:: What the task asks ::
Type out each entry exactly.

:: Data section ::
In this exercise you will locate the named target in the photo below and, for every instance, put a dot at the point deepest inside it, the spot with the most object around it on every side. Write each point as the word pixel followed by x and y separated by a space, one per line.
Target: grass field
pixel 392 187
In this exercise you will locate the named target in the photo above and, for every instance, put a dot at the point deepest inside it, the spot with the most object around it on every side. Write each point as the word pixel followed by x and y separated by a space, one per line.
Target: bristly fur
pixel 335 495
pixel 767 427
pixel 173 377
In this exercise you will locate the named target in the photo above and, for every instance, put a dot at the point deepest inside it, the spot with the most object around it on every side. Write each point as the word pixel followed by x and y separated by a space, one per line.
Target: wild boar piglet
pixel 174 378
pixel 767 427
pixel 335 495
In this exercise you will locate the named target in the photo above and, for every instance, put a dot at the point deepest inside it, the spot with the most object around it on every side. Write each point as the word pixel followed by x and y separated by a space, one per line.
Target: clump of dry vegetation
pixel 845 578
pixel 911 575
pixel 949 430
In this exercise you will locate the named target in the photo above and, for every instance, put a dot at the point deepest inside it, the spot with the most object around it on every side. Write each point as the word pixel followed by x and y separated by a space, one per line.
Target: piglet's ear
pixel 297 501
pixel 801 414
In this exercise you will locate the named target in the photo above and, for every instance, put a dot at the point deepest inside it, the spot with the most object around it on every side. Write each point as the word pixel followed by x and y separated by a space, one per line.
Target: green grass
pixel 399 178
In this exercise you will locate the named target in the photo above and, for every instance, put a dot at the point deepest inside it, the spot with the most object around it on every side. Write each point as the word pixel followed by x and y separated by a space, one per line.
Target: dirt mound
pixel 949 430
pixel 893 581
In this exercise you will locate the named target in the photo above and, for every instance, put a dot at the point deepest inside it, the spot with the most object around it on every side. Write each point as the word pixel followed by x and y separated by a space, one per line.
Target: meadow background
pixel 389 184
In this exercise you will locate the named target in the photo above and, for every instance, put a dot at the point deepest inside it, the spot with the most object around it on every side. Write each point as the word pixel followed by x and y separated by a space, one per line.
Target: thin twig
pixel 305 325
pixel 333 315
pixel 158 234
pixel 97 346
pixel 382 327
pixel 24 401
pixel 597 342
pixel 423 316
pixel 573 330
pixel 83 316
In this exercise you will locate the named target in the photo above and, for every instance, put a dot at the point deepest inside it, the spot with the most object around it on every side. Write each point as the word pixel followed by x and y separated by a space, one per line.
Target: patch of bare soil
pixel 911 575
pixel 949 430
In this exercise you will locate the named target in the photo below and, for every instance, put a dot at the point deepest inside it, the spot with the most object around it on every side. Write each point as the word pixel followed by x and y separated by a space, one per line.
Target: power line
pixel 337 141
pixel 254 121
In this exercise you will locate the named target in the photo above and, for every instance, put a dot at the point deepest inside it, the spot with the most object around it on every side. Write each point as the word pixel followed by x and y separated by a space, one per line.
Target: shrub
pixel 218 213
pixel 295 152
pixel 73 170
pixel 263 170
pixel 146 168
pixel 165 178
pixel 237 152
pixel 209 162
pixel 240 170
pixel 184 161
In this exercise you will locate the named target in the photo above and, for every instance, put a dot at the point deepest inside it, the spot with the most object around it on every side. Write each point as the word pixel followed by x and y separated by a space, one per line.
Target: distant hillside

:: Expected answer ::
In this exercise you will locate the named target in the photo below and, for every instance, put a dot at the point deepest inside it, the spot with the most object around it on every side. Write each point as the word pixel followed by x and y separated by a space, one per line.
Target: grass field
pixel 392 187
In this exercise you will locate the named target in the photo above and, for every instance, put a dot at the point deepest inside it, the spot with the most object around it on every side. Write each point as the word pixel followed by x and y separated by a space, one per line.
Target: bristly fur
pixel 335 495
pixel 767 427
pixel 173 377
In this exercise you will locate the named target in the photo above and, for every instance, put a dot at the point deepest inside it, the spot with the most object around it on every side. Write each point as the word pixel followed by x and y separated by a space, one per line.
Target: wild boar piglet
pixel 174 378
pixel 767 427
pixel 335 495
In this exercise you will locate the named target in the photo above and, for every instance, put a dot at the point deepest inside it, the spot with the most object around it on every side. Write each point as the word pixel followed by x and y separated by a space, one per line.
Target: clump of dry vegetation
pixel 845 578
pixel 911 575
pixel 949 430
In this exercise you will locate the named target in the photo above and, for every instance, put a dot at the point deepest inside it, the spot with the most object around it on every side. Write each point as the word pixel followed by x and y separated by a space, one per line.
Target: piglet's ear
pixel 297 501
pixel 801 414
In this exercise you will locate the named target in the photo above and, for every instance, put a dot at the point deepest inside it, the spot with the most object around it on every side. Write each point as the word pixel followed by x and y separated by a space, one per line.
Target: green grass
pixel 399 178
In this exercise you will locate the named target in the photo above and, for every instance, put a dot at the point deepest inside it, the spot with the most object around it on every side. Write each point as the word pixel followed by x and y separated by a space, one per line.
Target: dirt mound
pixel 949 430
pixel 893 581
In this exercise you will locate the named target in the photo above and, for every instance, put a dot at the point deepest inside it, the spot with the most object around it on every side. Write each point as the word pixel followed by x and y separated by a space, one per line.
Target: meadow background
pixel 389 184
In this exercise you will locate the named target in the photo above and, for every instance, put a dot at the point deepest inside it, the spot with the most object around it on every side. Write each point as the word pixel followed by x and y separated by a space, one per line.
Target: thin twig
pixel 305 325
pixel 333 315
pixel 158 234
pixel 97 346
pixel 382 327
pixel 24 401
pixel 597 342
pixel 423 316
pixel 573 330
pixel 83 316
In this exercise you will locate the named target in the photo above and, for every instance, put a dot at the point deepest inside it, the spot with the most object around it on every side. Write each point as the word pixel followed by x and y separated by a space, one per line.
Target: patch of bare soil
pixel 911 575
pixel 949 430
In this exercise you will locate the named target in the photo below and, for every instance, put a dot at the point deepest inside it, the spot with the most object around it on every side. Write each point as the word pixel followed by x and y separated by a space, one per line.
Target: power line
pixel 337 141
pixel 254 121
In this exercise you will locate the named target in the photo above and, for every instance, put a dot at the point deepest inside it, the spot with the most object around it on every side. Write each point as the word pixel followed by x and y separated by a space, one per line.
Target: shrub
pixel 218 213
pixel 295 152
pixel 73 170
pixel 263 170
pixel 146 168
pixel 165 178
pixel 237 152
pixel 209 162
pixel 240 170
pixel 184 161
In this exercise you will locate the named target in the photo above and, for every instance, put a dot at the point deepest inside it, the spot with the most object around it on every side. Write each point as the word pixel followed by x and y separated by a space, one per line.
Target: distant hillside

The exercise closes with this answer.